■ Passage provided

Master Servicer:  Wells Fargo Bank, N.A., its successors and assigns.

REMIC:  A “real estate mortgage investment conduit” within the meaning of Section 860D of the Code.

REMIC Provisions: Provisions of the federal income tax law relating to REMICs, which appear in Sections 860A through 860G of the Code, and related provisions, and proposed, temporary and final regulations and published rulings, notices and announcements promulgated thereunder, as the foregoing may be in effect from time to time.

(e)

Section 5.01 the Servicing Agreement is modified by inserting the phrase “Not later than 12:00 noon (eastern time),” at the beginning thereof.

(f)

Section 5.02(a) of the Servicing Agreement is modified by deleting such section in its entirety and replacing it with the following:

No later than the tenth (10th) calendar day of each month, Countrywide shall furnish to the Master Servicer a report containing the information set forth in the forms attached hereto as Exhibit L, or in a form mutually agreed upon by Countrywide and the Master Servicer, which data shall reflect information from the Due Period immediately preceding the Remittance Date and such other information with respect to the Mortgage Loans as the Master Servicer may reasonably require to allocate remittances made pursuant to this Agreement and provide appropriate statements with respect to such remittances.

(g)

The Servicing Agreement is hereby amended by inserting Exhibit L in the form of Attachment 3 hereto; provided, however, Countrywide shall not be required to report any information relating to any prepayment penalties or charges to the extent such penalties or charges are retained by Countrywide.

Miscellaneous

10.

All demands, notices and communications related to the Assigned Loans, the Servicing Agreement and this AAR Agreement shall be in writing and shall be deemed to have been duly given if personally delivered at or mailed by registered mail, postage prepaid, as follows:

(a)

■ Brief 1
Do these statements agree with the servicing agreement excerpt? For each, answer yes or no and quote the deciding words from the excerpt. (a) Countrywide must furnish its monthly report to the Master Servicer no later than the fifteenth calendar day of each month. (b) The REMIC Provisions appear in Sections 860A through 860G of the Code. (c) Notices related to the Assigned Loans may be given orally.
■ Brief 2
Reproduce everything in the servicing agreement excerpt from "The Servicing Agreement is hereby" down to "retained by Countrywide.".

■ Dataset extract
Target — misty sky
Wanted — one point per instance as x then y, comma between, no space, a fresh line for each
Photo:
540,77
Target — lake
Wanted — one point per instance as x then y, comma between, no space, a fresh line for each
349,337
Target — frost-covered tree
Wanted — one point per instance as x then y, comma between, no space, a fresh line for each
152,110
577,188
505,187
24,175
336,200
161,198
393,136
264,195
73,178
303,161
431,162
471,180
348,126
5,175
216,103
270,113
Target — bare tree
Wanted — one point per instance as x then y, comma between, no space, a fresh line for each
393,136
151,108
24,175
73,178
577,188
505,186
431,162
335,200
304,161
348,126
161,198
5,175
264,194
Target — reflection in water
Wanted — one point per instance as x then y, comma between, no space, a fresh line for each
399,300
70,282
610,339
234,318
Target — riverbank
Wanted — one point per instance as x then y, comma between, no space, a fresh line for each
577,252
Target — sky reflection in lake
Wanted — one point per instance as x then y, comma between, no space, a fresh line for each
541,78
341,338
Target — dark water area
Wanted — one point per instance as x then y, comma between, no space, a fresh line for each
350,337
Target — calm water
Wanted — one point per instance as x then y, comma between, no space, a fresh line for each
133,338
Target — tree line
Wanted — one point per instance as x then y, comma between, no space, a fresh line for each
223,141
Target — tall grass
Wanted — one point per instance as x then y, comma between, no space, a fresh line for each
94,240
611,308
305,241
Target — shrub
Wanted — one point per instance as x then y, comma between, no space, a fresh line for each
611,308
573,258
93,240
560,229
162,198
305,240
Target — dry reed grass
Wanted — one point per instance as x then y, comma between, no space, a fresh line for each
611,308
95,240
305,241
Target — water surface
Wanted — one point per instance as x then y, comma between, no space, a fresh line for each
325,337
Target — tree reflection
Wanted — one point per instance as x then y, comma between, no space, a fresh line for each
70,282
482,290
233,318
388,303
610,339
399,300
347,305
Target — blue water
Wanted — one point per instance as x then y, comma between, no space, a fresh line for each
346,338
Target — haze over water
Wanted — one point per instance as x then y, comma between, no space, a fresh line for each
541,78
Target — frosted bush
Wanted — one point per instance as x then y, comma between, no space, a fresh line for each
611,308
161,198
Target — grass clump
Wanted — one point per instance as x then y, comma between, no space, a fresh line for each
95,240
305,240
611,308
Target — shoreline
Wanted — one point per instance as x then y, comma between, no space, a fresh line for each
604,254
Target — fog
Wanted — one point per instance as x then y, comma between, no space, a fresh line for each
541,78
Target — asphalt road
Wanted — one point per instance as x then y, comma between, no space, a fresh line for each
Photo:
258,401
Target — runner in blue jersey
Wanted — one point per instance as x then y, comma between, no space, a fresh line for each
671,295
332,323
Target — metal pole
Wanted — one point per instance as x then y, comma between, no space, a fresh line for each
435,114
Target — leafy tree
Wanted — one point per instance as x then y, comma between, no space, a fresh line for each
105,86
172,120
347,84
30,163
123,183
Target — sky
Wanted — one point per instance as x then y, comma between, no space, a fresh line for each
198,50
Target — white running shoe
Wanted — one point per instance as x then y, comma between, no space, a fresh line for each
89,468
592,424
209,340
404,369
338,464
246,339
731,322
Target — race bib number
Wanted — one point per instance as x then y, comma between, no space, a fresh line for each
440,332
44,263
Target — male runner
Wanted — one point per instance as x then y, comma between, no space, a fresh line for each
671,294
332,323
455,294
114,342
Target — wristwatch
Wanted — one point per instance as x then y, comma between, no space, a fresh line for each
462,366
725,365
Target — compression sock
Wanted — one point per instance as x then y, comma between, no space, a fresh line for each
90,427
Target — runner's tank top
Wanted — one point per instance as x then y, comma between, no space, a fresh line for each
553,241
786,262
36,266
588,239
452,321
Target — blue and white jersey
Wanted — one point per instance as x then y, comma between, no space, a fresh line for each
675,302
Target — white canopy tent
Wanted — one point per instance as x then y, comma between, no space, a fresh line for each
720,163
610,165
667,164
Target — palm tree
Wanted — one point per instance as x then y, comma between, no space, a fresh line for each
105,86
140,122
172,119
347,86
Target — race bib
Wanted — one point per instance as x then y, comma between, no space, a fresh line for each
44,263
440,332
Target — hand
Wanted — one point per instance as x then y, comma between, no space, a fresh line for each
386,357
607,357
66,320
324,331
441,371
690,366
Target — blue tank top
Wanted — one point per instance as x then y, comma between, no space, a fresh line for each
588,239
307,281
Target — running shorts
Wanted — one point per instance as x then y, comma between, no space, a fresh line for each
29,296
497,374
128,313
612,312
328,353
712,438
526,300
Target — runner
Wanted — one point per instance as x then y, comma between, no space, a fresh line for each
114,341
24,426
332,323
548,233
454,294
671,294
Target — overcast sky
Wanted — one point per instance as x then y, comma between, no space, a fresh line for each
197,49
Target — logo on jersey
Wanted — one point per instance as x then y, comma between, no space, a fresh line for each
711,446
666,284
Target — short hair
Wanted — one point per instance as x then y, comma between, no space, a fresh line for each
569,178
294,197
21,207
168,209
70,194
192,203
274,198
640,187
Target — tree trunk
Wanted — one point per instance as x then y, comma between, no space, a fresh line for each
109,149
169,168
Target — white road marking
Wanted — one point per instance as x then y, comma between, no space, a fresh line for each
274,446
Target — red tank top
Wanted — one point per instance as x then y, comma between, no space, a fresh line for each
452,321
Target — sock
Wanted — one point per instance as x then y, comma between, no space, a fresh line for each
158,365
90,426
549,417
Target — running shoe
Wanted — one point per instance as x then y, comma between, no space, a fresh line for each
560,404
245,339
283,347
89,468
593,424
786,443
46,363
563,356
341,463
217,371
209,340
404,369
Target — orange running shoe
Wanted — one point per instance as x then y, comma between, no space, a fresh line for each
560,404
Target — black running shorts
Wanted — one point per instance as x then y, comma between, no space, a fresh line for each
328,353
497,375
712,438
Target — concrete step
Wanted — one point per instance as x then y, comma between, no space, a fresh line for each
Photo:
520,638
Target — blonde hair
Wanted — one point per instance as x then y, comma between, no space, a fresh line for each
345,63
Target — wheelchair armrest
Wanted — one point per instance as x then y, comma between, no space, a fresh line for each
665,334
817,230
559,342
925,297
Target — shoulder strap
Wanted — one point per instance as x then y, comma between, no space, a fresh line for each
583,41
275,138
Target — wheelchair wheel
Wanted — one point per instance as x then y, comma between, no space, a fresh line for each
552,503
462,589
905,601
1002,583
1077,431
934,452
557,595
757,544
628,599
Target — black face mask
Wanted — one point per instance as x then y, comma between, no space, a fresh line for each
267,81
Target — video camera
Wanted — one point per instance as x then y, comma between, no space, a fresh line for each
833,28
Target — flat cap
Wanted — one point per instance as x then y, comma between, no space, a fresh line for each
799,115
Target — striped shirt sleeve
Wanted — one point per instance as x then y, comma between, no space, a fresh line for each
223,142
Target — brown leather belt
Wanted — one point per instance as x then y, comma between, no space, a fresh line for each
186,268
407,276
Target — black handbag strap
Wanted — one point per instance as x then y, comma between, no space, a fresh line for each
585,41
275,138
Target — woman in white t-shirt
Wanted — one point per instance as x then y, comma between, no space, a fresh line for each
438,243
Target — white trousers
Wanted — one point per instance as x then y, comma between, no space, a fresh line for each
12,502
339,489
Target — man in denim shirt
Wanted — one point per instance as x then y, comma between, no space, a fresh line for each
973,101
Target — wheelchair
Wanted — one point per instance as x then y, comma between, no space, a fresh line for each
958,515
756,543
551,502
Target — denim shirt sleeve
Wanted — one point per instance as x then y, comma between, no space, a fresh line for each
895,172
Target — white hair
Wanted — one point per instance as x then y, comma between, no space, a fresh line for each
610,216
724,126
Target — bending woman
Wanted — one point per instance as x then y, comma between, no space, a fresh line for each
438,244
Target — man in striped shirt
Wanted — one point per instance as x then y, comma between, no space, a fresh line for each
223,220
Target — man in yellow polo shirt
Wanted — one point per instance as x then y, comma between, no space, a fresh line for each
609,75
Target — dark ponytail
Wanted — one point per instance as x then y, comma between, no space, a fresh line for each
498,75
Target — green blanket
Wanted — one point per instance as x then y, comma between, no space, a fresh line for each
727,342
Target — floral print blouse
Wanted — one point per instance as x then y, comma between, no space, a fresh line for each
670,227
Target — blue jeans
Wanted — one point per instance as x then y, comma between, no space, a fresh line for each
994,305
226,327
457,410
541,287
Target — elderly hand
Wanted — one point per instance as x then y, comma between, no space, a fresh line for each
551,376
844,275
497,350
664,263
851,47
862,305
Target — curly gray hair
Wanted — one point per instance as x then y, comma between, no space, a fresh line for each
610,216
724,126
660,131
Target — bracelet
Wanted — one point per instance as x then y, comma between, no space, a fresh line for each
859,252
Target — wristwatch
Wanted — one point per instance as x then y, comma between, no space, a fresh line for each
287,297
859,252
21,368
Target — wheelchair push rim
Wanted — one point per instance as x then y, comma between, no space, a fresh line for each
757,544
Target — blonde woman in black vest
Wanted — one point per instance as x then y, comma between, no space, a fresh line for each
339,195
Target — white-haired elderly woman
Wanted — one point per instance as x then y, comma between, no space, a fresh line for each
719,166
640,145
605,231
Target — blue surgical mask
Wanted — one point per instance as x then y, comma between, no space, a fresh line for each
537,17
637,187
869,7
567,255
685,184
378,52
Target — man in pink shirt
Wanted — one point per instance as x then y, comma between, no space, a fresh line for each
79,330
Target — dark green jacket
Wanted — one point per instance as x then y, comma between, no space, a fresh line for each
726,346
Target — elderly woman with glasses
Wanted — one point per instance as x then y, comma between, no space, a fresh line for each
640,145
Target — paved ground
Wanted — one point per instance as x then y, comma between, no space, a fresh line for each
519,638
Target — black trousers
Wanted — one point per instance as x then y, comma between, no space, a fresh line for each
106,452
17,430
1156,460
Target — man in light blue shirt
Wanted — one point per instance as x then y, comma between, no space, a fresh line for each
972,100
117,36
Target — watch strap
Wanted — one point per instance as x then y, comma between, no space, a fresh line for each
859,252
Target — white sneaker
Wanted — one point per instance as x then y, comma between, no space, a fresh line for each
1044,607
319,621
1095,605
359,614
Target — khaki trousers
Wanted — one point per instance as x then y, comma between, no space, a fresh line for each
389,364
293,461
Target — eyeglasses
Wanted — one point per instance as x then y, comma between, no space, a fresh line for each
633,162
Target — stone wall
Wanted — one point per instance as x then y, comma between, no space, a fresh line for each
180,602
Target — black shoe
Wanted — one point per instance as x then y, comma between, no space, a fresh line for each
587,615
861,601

■ Problem solution 1
(a) No: "No later than the tenth (10th) calendar day of each month"
(b) Yes: "which appear in Sections 860A through 860G of the Code"
(c) No: "shall be in writing"

■ Problem solution 2
The Servicing Agreement is hereby amended by inserting Exhibit L in the form of Attachment 3 hereto; provided, however, Countrywide shall not be required to report any information relating to any prepayment penalties or charges to the extent such penalties or charges are retained by Countrywide.